— Work to do —
Rewrite the listing below as a numbered list, dropping any blank lines.

◆ ◆ ◆ ◆ ◆

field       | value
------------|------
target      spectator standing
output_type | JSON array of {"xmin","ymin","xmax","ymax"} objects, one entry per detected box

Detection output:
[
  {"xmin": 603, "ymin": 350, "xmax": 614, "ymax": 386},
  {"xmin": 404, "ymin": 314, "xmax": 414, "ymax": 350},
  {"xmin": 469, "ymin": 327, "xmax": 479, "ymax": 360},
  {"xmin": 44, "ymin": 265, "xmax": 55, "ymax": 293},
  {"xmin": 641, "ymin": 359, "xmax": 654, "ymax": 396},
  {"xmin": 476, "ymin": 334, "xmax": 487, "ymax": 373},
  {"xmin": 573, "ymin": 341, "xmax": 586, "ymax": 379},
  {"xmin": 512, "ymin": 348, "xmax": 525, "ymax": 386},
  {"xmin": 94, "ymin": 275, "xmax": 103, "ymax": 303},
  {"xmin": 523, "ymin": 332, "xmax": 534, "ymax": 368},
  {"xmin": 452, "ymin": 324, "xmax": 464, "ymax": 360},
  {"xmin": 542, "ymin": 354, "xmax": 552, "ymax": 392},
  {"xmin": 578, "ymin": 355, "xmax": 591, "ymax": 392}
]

◆ ◆ ◆ ◆ ◆

— Solution for this exercise —
1. field       | value
2. ------------|------
3. target      spectator standing
4. output_type | JSON array of {"xmin","ymin","xmax","ymax"} objects, one entry per detected box
5. Detection output:
6. [
7.   {"xmin": 603, "ymin": 350, "xmax": 614, "ymax": 386},
8.   {"xmin": 404, "ymin": 314, "xmax": 414, "ymax": 350},
9.   {"xmin": 469, "ymin": 327, "xmax": 479, "ymax": 360},
10.   {"xmin": 44, "ymin": 265, "xmax": 55, "ymax": 293},
11.   {"xmin": 641, "ymin": 359, "xmax": 654, "ymax": 396},
12.   {"xmin": 476, "ymin": 334, "xmax": 487, "ymax": 373},
13.   {"xmin": 573, "ymin": 341, "xmax": 586, "ymax": 379},
14.   {"xmin": 512, "ymin": 348, "xmax": 525, "ymax": 386},
15.   {"xmin": 94, "ymin": 275, "xmax": 103, "ymax": 303},
16.   {"xmin": 523, "ymin": 332, "xmax": 534, "ymax": 368},
17.   {"xmin": 452, "ymin": 324, "xmax": 464, "ymax": 360},
18.   {"xmin": 542, "ymin": 354, "xmax": 552, "ymax": 392},
19.   {"xmin": 578, "ymin": 355, "xmax": 591, "ymax": 392}
20. ]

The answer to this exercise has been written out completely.